**Exercise aim**
Output every entry verbatim.

**Exercise data**
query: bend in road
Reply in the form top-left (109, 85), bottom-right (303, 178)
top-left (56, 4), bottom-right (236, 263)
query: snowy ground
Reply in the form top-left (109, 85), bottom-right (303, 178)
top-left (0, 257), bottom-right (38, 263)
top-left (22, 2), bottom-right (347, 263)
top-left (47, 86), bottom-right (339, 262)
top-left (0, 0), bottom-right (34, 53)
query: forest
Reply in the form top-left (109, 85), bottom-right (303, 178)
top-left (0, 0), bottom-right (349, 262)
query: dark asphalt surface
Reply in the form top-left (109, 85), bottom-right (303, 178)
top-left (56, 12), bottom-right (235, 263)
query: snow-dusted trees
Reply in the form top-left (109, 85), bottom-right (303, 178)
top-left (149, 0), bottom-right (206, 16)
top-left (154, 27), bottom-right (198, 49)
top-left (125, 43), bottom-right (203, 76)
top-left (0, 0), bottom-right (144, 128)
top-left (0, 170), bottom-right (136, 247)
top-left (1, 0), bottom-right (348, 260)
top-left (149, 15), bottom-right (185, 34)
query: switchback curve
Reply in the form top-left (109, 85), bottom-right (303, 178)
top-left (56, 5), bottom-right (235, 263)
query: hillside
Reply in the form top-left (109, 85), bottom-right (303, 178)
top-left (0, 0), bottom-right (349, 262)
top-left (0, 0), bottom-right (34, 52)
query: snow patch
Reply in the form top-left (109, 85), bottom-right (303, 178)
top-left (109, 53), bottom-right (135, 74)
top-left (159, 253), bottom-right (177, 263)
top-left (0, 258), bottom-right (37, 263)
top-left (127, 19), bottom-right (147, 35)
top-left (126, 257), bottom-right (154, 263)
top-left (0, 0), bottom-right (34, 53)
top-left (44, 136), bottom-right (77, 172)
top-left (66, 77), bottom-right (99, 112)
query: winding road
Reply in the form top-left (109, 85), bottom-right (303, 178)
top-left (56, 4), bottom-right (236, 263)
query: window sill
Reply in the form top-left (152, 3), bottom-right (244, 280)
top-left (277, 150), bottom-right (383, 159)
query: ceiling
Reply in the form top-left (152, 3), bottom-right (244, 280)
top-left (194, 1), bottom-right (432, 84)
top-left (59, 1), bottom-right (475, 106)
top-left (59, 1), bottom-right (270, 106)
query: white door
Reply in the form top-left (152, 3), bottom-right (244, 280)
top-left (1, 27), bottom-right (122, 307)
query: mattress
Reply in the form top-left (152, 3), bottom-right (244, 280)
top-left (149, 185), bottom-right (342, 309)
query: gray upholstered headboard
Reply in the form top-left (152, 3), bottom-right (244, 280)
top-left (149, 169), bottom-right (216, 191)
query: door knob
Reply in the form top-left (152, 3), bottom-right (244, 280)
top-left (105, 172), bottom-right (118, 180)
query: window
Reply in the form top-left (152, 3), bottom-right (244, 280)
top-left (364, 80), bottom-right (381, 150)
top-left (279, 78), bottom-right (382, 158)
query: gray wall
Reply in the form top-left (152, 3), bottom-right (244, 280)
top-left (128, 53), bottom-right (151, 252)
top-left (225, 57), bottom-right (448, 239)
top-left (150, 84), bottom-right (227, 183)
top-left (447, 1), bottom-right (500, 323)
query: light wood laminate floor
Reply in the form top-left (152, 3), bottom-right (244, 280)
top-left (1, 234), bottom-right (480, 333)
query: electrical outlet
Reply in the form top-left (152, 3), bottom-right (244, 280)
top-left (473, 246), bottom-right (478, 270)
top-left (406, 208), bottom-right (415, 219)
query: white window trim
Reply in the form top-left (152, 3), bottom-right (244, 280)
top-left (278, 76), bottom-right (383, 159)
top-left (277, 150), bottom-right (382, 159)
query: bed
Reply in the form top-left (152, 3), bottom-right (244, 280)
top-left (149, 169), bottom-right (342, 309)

**Exercise answer**
query: bend in road
Reply in the form top-left (109, 85), bottom-right (303, 178)
top-left (56, 4), bottom-right (236, 263)
query: snowy ground
Reply in the form top-left (109, 85), bottom-right (303, 178)
top-left (0, 257), bottom-right (38, 263)
top-left (22, 2), bottom-right (347, 263)
top-left (47, 86), bottom-right (339, 262)
top-left (0, 0), bottom-right (34, 53)
query: forest
Reply in the form top-left (109, 85), bottom-right (303, 178)
top-left (0, 0), bottom-right (349, 262)
query: dark asphalt surface
Reply in the form top-left (109, 85), bottom-right (303, 178)
top-left (56, 12), bottom-right (235, 263)
query: snow-dusted trees
Reply in the form top-left (109, 85), bottom-right (303, 178)
top-left (149, 0), bottom-right (206, 16)
top-left (154, 27), bottom-right (198, 49)
top-left (125, 43), bottom-right (203, 76)
top-left (0, 0), bottom-right (144, 128)
top-left (0, 170), bottom-right (136, 247)
top-left (1, 0), bottom-right (348, 260)
top-left (149, 15), bottom-right (185, 34)
query: switchback curve
Reply in the form top-left (109, 85), bottom-right (303, 178)
top-left (56, 5), bottom-right (235, 263)
query: hillside
Reply in the form top-left (109, 85), bottom-right (303, 178)
top-left (0, 0), bottom-right (349, 262)
top-left (0, 0), bottom-right (34, 52)
query: snow patch
Reply in the form top-left (109, 85), bottom-right (303, 178)
top-left (109, 53), bottom-right (135, 74)
top-left (159, 253), bottom-right (177, 263)
top-left (0, 258), bottom-right (37, 263)
top-left (127, 19), bottom-right (147, 35)
top-left (126, 257), bottom-right (154, 263)
top-left (0, 0), bottom-right (34, 53)
top-left (44, 136), bottom-right (77, 172)
top-left (66, 77), bottom-right (99, 112)
query: winding road
Reply in the form top-left (109, 85), bottom-right (303, 178)
top-left (56, 4), bottom-right (236, 263)
query: window sill
Reply in the form top-left (152, 3), bottom-right (244, 280)
top-left (277, 150), bottom-right (383, 159)
query: ceiling
Reply in the form top-left (152, 3), bottom-right (244, 280)
top-left (194, 1), bottom-right (432, 84)
top-left (59, 1), bottom-right (475, 106)
top-left (59, 1), bottom-right (270, 106)
query: white door
Reply in the form top-left (152, 3), bottom-right (244, 280)
top-left (1, 27), bottom-right (122, 307)
query: mattress
Reply in the form top-left (152, 3), bottom-right (244, 280)
top-left (149, 185), bottom-right (342, 309)
query: gray upholstered headboard
Reply in the form top-left (152, 3), bottom-right (244, 280)
top-left (149, 169), bottom-right (216, 191)
query: door knob
Reply in the form top-left (152, 3), bottom-right (244, 280)
top-left (105, 172), bottom-right (118, 180)
query: window
Reply in the form top-left (152, 3), bottom-right (244, 280)
top-left (364, 80), bottom-right (381, 150)
top-left (279, 78), bottom-right (382, 158)
query: gray wall
Reply in the form top-left (152, 3), bottom-right (244, 280)
top-left (128, 53), bottom-right (151, 252)
top-left (225, 57), bottom-right (448, 239)
top-left (150, 84), bottom-right (227, 183)
top-left (447, 1), bottom-right (500, 323)
query: light wood laminate floor
Reply in the form top-left (152, 3), bottom-right (244, 280)
top-left (1, 234), bottom-right (480, 333)
query: electrical outlet
Reply in the form top-left (152, 3), bottom-right (244, 280)
top-left (473, 246), bottom-right (478, 270)
top-left (406, 208), bottom-right (415, 219)
query: white window trim
Reply in the form top-left (152, 3), bottom-right (244, 280)
top-left (278, 76), bottom-right (383, 159)
top-left (277, 150), bottom-right (382, 159)
query: bed
Reply in the form top-left (152, 3), bottom-right (244, 280)
top-left (149, 169), bottom-right (342, 309)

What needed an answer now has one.